# Problem 1:
List every phrase that the comments on Joyce and Stephen set inside double quotation marks.
# Problem 2:
Please write a continuation of the comments on Joyce and Stephen, starting after their final sentence.

# Document section:
---+---
Joyce had abandoned his religion, found no support in his family and got even less, as we can see reflected in this episode, from his literary acquaintances*. Soon he would decide that exile would be less painful. Like his creator, Stephen is completely on his own - surrounded by what he considered to be Ireland 'suitors’. He is groping for something or someone to fill the void, without violating his integrity, his autonomy.
* Joyce's anger with the young Dublin literati is still alive in Gorman's authorized biography, written 35 years later (view spoiler) Just an example of the partisan style of Gorman's old but interesting book.

Not one of the more enjoyable chapters to me. Perhaps because, while not a Shakespeare aficionado, like many others, I have been exposed to so much of the controversy and so many of the stories associated with his life that the ruminations of Stephen D. seem tame. A place for me where the text here feels dated by the events and ideas that probably followed it, but which may have been more "leading-edge" at the time written. (I don't know enough of the timeline of Shakespearean scholarship to really judge that.)
I'm not so much critical of Joyce here, just perhaps attempting to bring to the fore some of the ways reputations are created in the "modern" world and to suggest that there are both men and women who might themselves gain by recognizing and adapting Joyce's espoused and used technique of reputation by association. (I learned such much too late to be effective in producing things I wanted to help make happen. I had men tell me that wasn't just a "woman issue" -- it had been true for them as well.) Doors were opened for Joyce (by self-association with Homer and Shakespeare and..., not that what he did was minor in scope), we will see if the same is true for poor SD.

I think the final point that Stephen wants to make is that biological fatherhood is not as important as spiritual, or artistic fatherhood. Stephen's biological father means little to him, but Shakespeare means a lot. What you said before is quite right, I think: that Stephen wants to think of Shakespeare as his father. (You said Joyce wants to think this, but I think in this case Stephen and Joyce are interchangeable.... incidentally, Joyce's grandson is named Stephen Joyce.) In terms of Stephen's identity, Shakespeare really is more like his father than Simon Dedalus is.
As for the Church, we know how Stephen feels. He speaks of "the playwright who wrote the folio of the world." That is the Father for him: the great artificer.
---+---
(Dataset entries)
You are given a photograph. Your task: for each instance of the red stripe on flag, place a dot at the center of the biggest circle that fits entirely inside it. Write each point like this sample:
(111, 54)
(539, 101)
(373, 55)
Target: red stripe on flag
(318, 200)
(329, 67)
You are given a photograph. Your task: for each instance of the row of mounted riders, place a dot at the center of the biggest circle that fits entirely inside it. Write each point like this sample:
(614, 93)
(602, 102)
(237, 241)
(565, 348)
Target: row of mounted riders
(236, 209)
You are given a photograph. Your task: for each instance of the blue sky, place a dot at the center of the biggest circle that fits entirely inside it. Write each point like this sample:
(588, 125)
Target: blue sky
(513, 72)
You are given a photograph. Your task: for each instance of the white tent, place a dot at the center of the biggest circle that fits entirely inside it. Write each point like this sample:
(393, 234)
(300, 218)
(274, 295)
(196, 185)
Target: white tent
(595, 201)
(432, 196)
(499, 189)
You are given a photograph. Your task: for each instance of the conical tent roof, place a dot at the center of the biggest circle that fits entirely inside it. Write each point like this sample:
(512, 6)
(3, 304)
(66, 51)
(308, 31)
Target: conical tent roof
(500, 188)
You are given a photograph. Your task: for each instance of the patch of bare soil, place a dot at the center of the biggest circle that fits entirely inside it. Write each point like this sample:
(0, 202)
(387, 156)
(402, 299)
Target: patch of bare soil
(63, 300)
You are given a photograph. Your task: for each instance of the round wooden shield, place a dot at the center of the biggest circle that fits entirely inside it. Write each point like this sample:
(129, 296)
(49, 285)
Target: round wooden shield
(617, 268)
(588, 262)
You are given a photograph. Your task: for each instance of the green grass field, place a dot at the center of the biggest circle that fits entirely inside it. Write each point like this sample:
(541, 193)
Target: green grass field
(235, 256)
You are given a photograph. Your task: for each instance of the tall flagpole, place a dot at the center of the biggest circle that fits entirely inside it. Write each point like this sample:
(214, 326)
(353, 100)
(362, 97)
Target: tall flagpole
---+---
# Written reply 1:
"leading-edge"
"modern"
"woman issue"
"the playwright who wrote the folio of the world."

# Written reply 2:
In this meaning: "a skilled or artistic worker : a mechanic or artisan (such as a silversmith) whose handicraft requires skill or knowledge of a special kind"
rather than this one: "one that makes or contrives: deviser, inventor, framer" or "a cunning or artful fellow." ?
Or some combination of all of the above?

Which brings me to my question from the last chapter. Buck says he saw Bloom at the museum. Was Buck the person Bloom was hiding from at the very end of the last chapter?



In this meaning: "a skilled or artistic worker : a mechanic or artisan (such as a silversmith) whose handicraft requires skil..."
Probably a bit of both. When he uses the phrase in Portrait of the Artist he is referencing Daedalus, creator of the labyrinth. And I suppose what we are dealing with here in Ulysses is another kind of labyrinth, so maybe the metaphor holds up?

Joyce (SD) is just full of hubris. at 1057 he says
"The playwright who wrote the ..."
It's an interesting question, especially given Stephen's conclusion that the son and the father, and the artist and the creation are "all in all." Though I wonder a bit if Stephen is entirely serious when he says that. It sounds to me like the Scylla might be falling into the Charybdis there.
But your comment has me curious now. How do you tell the difference in this book between the narrator and the character's interior thoughts?
Stephen seems to me on the side of Aristotle when he asks, "Which of the two [Aristotle or Plato] would have banished me from his commonwealth?" But by the end of his argument he seems to be propounding exactly the thing that he criticizes AE and the mystics of, an unbounded, indefinite world of ideas where everything sort of folds into everything else. But this is where his own sophistry has led him.
Thanks, Patrice, Thomas, Wendal, etc.
I thought of paternity and the line from the Wordsworth poem. "The child is the father of the man."
http://www.poetryfoundation.org/poem/...
Oh, I did like how the paths of SD and Bloom crossed.
I noted SD thinking "must part."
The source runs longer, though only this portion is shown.